On a separate ledger, given the North’s constantly improving arsenal, the extended survival of the North Korean regime will raise both the probability and the expected intensity of out-of-theater security threats facilitated by DPRK sales or transfers of arms to extremist governments or terrorist groups in other parts of the world. While none of the policy alternatives facing the North Korean leadership today can look terribly attractive, a strategy of continuing to augment the North’s potential to inflict devastation on both neighboring and more distant countries may appear more promising-and indeed, more logical than any other option. After all, what sort of consideration could Pyongyang expect from the world community if “the North Korean question” were merely a humanitarian problem? To extend the life of the state, by this reasoning, it is imperative to upgrade the threat posed by weapons of mass destruction. Indeed, as best can be told, this is exactly what North Korean policymakers are attempting to do. For while the effectiveness of a conventional army will eventually be compromised by the decay of the national economy, the killing force of these particular instruments is much better insulated against such adverse trends.
Although North Korea’s program for developing nuclear weapons is widely thought to be suspended, the DPRK has reportedly established a nuclear warfare command and may have one or more atomic bombs in its possession. The nuclear option, in any case, is only one component of the DPRK’S overall program. North Korea has extensive capabilities for manufacturing chemical weapons, including nerve gas; according to some reports, it may have the world’s third-largest inventory of these compounds. And North Korea has been working feverishly for decades on long-range missiles. By the early 1990s, Pyongyang was experimenting with the No Dong class of missiles, with a range estimated at 600 to 800 miles. Today it is developing the Taepo Dong, which when perfected may have a range of up to 6,200 miles; according to some analysts, this intercontinental ballistic missile could be ready as early as the year 2000.
Although such threats would likely prove most burdensome to the United States, the only one of the four Pacific powers with truly global interests and obligations, all of the others would be affected by the destabilization that weapons of mass destruction can cause in distant venues, such as the Middle East.

- [PROBLEMS]
**1.** What range does the passage on North Korea's weapons give as the estimate for the No Dong class of missiles?
**2.** Name each kind of weapon in the DPRK's overall program that the passage on North Korea's weapons describes.

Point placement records
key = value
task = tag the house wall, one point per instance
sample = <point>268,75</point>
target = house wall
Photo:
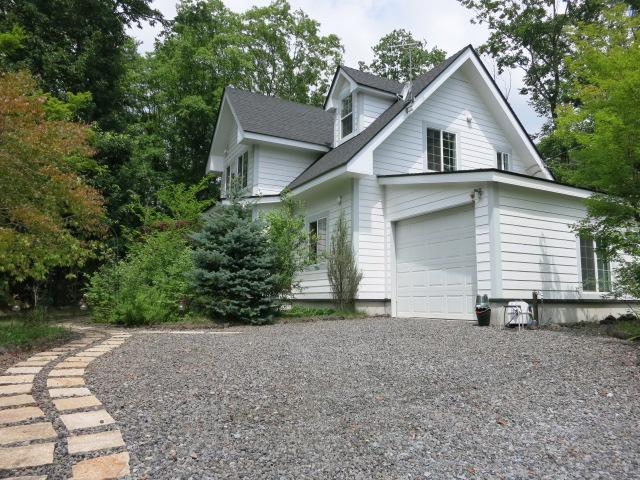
<point>324,201</point>
<point>538,249</point>
<point>276,167</point>
<point>234,150</point>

- [THE RESULTS]
**1.** 600 to 800 miles

**2.** Nuclear weapons, chemical weapons (including nerve gas), and long-range missiles